*WRITTEN EXERCISE*. Extract exactly and only the lines of the data below, starting at the line with "Habitat-census task: mark the man's face" and stopping after the final line.

>> Start PROVIDED ENTRIES

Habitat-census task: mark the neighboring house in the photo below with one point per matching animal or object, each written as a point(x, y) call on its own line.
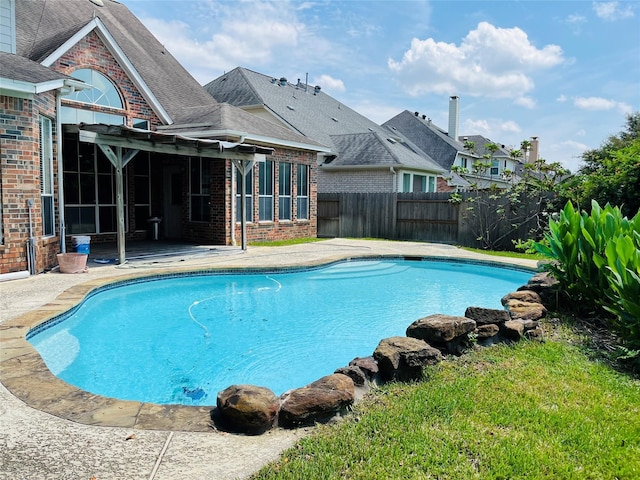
point(449, 149)
point(97, 125)
point(361, 156)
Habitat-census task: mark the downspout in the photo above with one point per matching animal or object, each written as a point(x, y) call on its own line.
point(234, 174)
point(62, 227)
point(394, 188)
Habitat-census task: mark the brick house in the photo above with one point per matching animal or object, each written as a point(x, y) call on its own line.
point(101, 130)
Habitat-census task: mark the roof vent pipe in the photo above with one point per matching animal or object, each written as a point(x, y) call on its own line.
point(454, 115)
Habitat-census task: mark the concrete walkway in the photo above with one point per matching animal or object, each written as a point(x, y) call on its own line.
point(38, 445)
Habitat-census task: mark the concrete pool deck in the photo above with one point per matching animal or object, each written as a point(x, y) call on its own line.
point(49, 429)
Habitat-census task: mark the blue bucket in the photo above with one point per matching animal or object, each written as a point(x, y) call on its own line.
point(81, 244)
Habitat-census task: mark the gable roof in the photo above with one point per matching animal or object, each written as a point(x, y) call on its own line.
point(43, 26)
point(224, 120)
point(481, 148)
point(20, 75)
point(426, 136)
point(374, 150)
point(311, 112)
point(46, 29)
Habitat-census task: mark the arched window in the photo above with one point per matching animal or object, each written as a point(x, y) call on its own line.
point(103, 92)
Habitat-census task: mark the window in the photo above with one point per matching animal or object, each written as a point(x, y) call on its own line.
point(284, 191)
point(199, 189)
point(495, 167)
point(248, 196)
point(90, 191)
point(303, 193)
point(46, 177)
point(415, 183)
point(104, 93)
point(265, 191)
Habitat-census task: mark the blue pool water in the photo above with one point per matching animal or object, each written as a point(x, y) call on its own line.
point(183, 339)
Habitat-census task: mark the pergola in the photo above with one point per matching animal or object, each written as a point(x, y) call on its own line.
point(120, 144)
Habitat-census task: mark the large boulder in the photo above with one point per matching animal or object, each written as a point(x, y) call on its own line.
point(367, 364)
point(545, 285)
point(486, 316)
point(247, 408)
point(512, 330)
point(445, 332)
point(523, 296)
point(403, 358)
point(317, 402)
point(354, 372)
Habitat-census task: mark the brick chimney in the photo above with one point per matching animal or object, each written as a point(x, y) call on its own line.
point(454, 114)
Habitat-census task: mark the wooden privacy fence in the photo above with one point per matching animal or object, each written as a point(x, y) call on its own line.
point(428, 217)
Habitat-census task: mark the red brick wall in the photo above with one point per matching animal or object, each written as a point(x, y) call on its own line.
point(90, 52)
point(20, 176)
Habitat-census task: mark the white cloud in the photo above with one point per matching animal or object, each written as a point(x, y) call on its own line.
point(230, 37)
point(476, 127)
point(526, 102)
point(329, 83)
point(599, 103)
point(612, 11)
point(510, 126)
point(576, 19)
point(490, 61)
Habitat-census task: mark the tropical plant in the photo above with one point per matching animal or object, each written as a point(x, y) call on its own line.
point(596, 258)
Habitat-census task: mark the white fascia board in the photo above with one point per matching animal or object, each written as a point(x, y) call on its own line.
point(121, 58)
point(250, 137)
point(19, 87)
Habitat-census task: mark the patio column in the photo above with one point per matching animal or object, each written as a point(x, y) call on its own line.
point(119, 161)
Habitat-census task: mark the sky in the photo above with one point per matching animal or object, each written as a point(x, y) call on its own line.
point(567, 72)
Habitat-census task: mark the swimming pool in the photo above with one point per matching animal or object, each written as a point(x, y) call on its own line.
point(180, 340)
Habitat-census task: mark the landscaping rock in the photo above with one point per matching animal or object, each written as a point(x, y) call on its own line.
point(525, 310)
point(523, 296)
point(355, 373)
point(545, 285)
point(487, 331)
point(247, 408)
point(486, 316)
point(439, 329)
point(403, 358)
point(317, 402)
point(512, 330)
point(367, 364)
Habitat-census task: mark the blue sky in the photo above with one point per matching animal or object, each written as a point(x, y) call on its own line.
point(565, 71)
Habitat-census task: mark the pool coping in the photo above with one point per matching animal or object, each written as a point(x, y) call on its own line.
point(26, 376)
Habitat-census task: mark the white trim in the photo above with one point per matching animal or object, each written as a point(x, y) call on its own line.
point(213, 134)
point(121, 58)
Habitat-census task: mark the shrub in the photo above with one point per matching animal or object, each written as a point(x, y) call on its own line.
point(596, 259)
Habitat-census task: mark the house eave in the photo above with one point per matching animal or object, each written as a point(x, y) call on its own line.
point(113, 47)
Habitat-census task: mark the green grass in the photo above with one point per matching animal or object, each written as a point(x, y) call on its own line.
point(282, 243)
point(501, 253)
point(527, 411)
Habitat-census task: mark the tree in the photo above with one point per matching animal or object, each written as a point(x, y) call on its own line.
point(611, 173)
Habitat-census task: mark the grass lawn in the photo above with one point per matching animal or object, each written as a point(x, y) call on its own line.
point(525, 411)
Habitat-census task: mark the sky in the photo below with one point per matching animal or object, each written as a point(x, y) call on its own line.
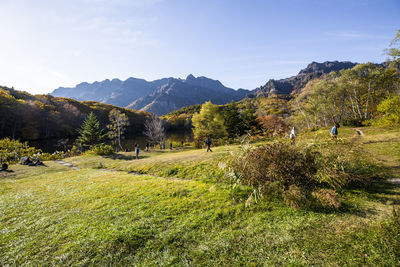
point(45, 44)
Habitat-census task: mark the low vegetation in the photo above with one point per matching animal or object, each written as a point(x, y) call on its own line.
point(176, 215)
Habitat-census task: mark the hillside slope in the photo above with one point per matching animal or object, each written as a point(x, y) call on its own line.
point(296, 83)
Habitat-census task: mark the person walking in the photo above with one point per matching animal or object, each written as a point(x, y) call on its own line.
point(208, 143)
point(292, 135)
point(137, 150)
point(334, 131)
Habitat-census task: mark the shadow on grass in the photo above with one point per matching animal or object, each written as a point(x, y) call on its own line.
point(125, 157)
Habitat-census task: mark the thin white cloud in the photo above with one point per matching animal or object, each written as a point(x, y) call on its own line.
point(351, 35)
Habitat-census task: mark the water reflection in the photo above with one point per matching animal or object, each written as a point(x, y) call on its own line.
point(51, 145)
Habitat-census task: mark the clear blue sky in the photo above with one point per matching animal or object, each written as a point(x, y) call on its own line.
point(50, 43)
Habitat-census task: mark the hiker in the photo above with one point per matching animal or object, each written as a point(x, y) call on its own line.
point(137, 150)
point(292, 135)
point(3, 167)
point(334, 131)
point(208, 143)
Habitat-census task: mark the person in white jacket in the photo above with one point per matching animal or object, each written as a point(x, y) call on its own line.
point(292, 135)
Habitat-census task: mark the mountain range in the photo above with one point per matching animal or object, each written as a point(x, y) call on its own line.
point(167, 94)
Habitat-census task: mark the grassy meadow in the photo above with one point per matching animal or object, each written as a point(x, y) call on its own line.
point(173, 208)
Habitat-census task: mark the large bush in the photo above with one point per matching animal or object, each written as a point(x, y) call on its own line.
point(302, 176)
point(12, 150)
point(101, 149)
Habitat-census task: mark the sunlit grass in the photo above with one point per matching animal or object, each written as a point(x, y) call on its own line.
point(55, 215)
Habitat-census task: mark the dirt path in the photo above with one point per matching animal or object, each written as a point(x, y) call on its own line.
point(128, 172)
point(67, 164)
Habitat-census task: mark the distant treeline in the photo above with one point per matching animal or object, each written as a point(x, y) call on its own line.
point(34, 117)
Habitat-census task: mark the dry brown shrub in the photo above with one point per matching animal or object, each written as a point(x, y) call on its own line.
point(295, 197)
point(272, 124)
point(328, 198)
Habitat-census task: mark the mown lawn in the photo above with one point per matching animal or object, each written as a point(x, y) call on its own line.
point(55, 215)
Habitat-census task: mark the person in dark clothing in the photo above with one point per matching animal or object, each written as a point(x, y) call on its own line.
point(208, 143)
point(334, 131)
point(137, 150)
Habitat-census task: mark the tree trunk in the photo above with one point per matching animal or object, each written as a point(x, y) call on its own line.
point(366, 105)
point(119, 135)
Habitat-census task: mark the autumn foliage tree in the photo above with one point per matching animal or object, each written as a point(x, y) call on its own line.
point(208, 123)
point(272, 125)
point(118, 123)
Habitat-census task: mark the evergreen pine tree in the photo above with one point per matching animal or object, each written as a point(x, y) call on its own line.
point(208, 123)
point(234, 123)
point(90, 132)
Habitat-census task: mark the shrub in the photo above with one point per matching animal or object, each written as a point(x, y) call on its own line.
point(101, 149)
point(390, 234)
point(12, 150)
point(278, 162)
point(301, 174)
point(295, 197)
point(327, 198)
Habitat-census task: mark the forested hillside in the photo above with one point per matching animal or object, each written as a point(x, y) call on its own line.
point(32, 117)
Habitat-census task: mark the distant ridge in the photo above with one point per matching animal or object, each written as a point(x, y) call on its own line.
point(168, 94)
point(296, 83)
point(160, 96)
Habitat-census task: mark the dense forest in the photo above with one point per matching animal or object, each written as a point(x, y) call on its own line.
point(35, 117)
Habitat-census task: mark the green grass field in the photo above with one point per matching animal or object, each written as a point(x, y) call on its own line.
point(176, 212)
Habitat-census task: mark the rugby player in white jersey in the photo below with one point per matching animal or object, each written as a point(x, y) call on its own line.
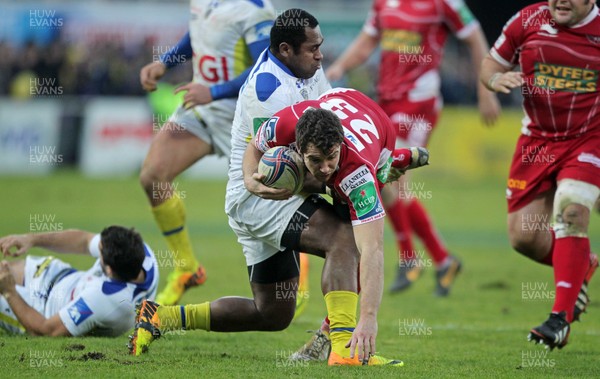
point(45, 296)
point(273, 232)
point(225, 38)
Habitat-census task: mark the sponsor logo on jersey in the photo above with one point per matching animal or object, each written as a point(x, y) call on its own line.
point(79, 311)
point(383, 172)
point(357, 178)
point(549, 29)
point(517, 184)
point(565, 78)
point(400, 40)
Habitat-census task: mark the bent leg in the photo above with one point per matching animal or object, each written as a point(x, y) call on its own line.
point(173, 150)
point(573, 203)
point(529, 229)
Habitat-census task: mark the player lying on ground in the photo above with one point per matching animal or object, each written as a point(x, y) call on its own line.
point(45, 296)
point(354, 158)
point(555, 172)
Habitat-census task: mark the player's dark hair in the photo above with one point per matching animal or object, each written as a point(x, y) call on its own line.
point(122, 250)
point(290, 27)
point(320, 127)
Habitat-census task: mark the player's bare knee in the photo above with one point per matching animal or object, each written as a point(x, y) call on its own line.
point(573, 202)
point(277, 318)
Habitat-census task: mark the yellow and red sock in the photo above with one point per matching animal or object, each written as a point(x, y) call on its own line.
point(186, 317)
point(170, 217)
point(341, 311)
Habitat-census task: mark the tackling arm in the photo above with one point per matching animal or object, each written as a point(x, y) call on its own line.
point(253, 180)
point(356, 54)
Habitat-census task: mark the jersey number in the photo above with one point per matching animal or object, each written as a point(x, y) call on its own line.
point(361, 126)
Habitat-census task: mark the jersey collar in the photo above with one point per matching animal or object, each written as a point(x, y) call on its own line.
point(279, 63)
point(589, 18)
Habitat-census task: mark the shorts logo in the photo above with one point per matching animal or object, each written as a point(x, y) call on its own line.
point(517, 184)
point(383, 172)
point(79, 311)
point(364, 199)
point(263, 30)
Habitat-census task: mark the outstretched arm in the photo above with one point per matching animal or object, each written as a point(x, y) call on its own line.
point(369, 240)
point(253, 180)
point(71, 241)
point(33, 322)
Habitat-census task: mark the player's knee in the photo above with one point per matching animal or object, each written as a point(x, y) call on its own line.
point(342, 241)
point(150, 175)
point(573, 202)
point(523, 243)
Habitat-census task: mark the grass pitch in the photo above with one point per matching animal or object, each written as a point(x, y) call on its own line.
point(479, 331)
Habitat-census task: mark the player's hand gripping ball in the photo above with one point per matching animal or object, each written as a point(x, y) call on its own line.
point(282, 168)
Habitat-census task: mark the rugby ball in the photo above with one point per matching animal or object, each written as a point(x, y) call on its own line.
point(282, 168)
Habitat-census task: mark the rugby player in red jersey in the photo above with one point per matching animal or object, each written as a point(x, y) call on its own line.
point(347, 143)
point(412, 36)
point(555, 172)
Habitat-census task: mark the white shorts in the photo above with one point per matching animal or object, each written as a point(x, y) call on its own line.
point(41, 273)
point(210, 124)
point(258, 223)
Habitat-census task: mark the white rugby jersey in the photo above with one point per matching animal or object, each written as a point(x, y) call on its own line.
point(89, 301)
point(270, 87)
point(220, 31)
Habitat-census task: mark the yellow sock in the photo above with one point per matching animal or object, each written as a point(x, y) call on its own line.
point(170, 217)
point(189, 317)
point(303, 284)
point(341, 309)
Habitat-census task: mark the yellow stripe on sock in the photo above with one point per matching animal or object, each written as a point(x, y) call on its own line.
point(170, 217)
point(12, 322)
point(198, 316)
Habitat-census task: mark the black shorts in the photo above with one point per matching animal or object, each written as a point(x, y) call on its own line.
point(286, 264)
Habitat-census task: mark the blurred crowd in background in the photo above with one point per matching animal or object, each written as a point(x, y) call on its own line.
point(111, 67)
point(109, 64)
point(102, 68)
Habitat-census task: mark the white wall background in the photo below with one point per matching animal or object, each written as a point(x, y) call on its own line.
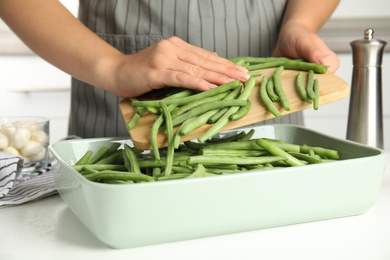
point(30, 86)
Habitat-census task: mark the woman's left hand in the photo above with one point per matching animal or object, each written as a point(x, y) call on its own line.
point(297, 42)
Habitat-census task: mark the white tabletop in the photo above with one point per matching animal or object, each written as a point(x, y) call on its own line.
point(47, 229)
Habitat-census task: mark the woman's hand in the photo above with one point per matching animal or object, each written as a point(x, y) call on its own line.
point(297, 42)
point(172, 62)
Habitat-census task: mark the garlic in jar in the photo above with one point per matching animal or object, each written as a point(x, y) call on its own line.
point(24, 137)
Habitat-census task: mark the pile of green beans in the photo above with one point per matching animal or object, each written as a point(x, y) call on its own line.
point(271, 89)
point(122, 164)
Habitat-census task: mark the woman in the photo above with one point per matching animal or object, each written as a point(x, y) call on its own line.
point(121, 48)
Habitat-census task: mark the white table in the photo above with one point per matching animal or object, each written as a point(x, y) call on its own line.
point(47, 229)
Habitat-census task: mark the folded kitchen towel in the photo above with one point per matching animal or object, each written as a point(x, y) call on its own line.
point(10, 167)
point(17, 188)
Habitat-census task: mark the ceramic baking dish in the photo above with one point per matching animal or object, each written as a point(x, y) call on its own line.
point(124, 216)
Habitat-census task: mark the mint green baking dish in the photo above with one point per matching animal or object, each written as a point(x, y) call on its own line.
point(125, 216)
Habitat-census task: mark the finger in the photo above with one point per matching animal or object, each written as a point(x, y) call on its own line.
point(182, 79)
point(331, 61)
point(209, 61)
point(199, 72)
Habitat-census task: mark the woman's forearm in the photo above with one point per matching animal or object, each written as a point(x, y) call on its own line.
point(309, 13)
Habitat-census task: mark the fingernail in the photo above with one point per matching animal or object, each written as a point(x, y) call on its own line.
point(211, 86)
point(243, 69)
point(244, 77)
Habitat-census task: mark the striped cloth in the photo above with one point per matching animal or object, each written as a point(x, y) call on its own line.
point(228, 27)
point(17, 187)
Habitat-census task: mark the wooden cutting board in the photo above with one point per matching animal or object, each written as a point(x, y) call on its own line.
point(332, 88)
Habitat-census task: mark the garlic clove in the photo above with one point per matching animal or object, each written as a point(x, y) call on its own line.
point(21, 137)
point(39, 156)
point(40, 136)
point(11, 150)
point(4, 141)
point(31, 148)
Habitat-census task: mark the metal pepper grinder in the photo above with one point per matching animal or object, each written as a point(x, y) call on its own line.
point(365, 118)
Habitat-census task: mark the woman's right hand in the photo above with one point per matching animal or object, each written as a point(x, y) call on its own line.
point(171, 62)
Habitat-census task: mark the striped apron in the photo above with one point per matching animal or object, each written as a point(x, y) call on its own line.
point(229, 27)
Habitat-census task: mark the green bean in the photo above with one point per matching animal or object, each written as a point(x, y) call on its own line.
point(170, 134)
point(229, 152)
point(154, 132)
point(156, 171)
point(206, 117)
point(101, 153)
point(240, 62)
point(232, 95)
point(134, 120)
point(118, 175)
point(230, 138)
point(114, 158)
point(305, 157)
point(288, 147)
point(196, 123)
point(208, 106)
point(248, 135)
point(200, 171)
point(224, 120)
point(100, 167)
point(182, 169)
point(323, 152)
point(132, 159)
point(181, 110)
point(266, 99)
point(316, 89)
point(304, 65)
point(271, 90)
point(179, 135)
point(181, 101)
point(243, 111)
point(275, 150)
point(85, 158)
point(231, 145)
point(173, 176)
point(301, 88)
point(239, 160)
point(310, 85)
point(88, 170)
point(279, 88)
point(153, 110)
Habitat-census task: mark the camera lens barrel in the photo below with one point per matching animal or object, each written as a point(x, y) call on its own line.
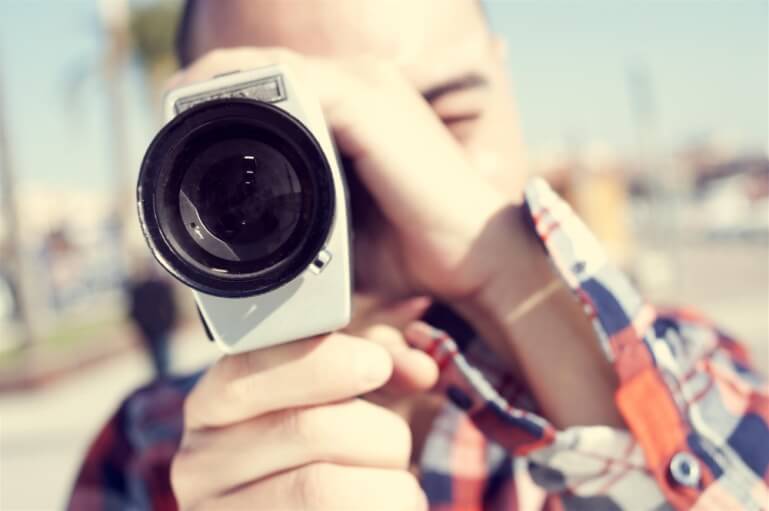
point(235, 197)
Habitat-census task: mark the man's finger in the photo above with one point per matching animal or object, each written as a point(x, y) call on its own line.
point(325, 486)
point(338, 433)
point(301, 373)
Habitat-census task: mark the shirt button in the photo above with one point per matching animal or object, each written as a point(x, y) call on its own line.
point(685, 469)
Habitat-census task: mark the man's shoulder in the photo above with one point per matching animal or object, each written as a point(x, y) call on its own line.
point(153, 413)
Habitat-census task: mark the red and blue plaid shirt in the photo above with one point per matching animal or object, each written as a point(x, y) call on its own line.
point(696, 411)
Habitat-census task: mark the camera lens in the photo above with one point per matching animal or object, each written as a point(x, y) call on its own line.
point(241, 199)
point(235, 197)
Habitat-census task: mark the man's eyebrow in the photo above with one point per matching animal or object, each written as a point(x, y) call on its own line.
point(463, 82)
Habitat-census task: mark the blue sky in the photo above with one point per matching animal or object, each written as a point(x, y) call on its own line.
point(706, 62)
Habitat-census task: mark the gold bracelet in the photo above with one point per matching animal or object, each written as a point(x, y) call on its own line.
point(535, 300)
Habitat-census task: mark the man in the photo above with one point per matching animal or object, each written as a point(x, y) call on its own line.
point(152, 309)
point(603, 401)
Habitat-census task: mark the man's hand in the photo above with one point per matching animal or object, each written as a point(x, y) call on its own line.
point(282, 428)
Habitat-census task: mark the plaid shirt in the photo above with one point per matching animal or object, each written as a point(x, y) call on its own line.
point(697, 413)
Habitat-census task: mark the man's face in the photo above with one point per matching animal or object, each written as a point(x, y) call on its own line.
point(443, 47)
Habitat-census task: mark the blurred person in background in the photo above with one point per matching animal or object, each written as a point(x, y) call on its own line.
point(469, 370)
point(152, 309)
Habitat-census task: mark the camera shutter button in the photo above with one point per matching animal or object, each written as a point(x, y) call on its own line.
point(320, 262)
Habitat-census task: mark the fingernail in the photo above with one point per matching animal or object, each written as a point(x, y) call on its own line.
point(373, 365)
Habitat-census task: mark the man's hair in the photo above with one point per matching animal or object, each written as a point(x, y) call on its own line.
point(183, 41)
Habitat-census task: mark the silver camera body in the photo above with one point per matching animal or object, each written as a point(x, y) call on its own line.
point(251, 212)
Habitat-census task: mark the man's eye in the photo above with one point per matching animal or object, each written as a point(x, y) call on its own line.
point(461, 126)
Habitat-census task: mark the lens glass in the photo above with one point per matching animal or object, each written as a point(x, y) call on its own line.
point(241, 200)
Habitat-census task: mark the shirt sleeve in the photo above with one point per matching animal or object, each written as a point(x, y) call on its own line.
point(102, 482)
point(128, 464)
point(696, 411)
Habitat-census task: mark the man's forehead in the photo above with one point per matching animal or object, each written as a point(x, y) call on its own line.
point(423, 36)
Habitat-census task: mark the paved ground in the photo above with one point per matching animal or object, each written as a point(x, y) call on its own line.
point(43, 434)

>> End PROVIDED ENTRIES

*REPLY*.
Habitat-census task: mark the man's face in the photo above with one point per matching animal or object, each written as a point(x, y) call on its own line.
point(443, 47)
Habitat-census task: mark the blurred person in background in the photo above with one point per matching animal or object, each written as a point(x, y) call on its own line.
point(469, 370)
point(152, 309)
Habitat-census task: mark the camera shutter button in the photo above with one point per matching animal or object, each written as a point(x, y) call on its own line.
point(320, 262)
Habitat-census task: mark the fingernail in the photo above with one point per matching animal or object, each written as a point(x, y) call on its own line.
point(373, 365)
Habitat-census task: mark the man's hair in the photo above with one point per matching animal or object, each written as a point(x, y) call on its own line.
point(183, 41)
Habitat-census task: mark the silver camera body in the photo above with one point per matching animal or object, each written as a point(x, y) call on its own line.
point(251, 212)
Habitat-census task: mark the man's eye in the photo above with one point per matching animal or object, each written as a point(x, y) call on its own line.
point(461, 126)
Habitat-census task: mark the lens glass in the photo above with one point per matching animal or object, each written as a point(x, y) call on its own line.
point(241, 200)
Habitat-census task: mark the shirt sleeve in the photo above with one point per matching animal or object, each written as a point(x, y) call on its own line.
point(102, 482)
point(128, 464)
point(696, 411)
Habitat-census task: mark the man's forehead in the photo above with one point per matching animal or object, each written as a point(x, y) call on its own line.
point(423, 36)
Habitat-census task: mark the paved ground in the photo above with one point per matching animal or object, each written as a point(x, y) call on its own line.
point(43, 434)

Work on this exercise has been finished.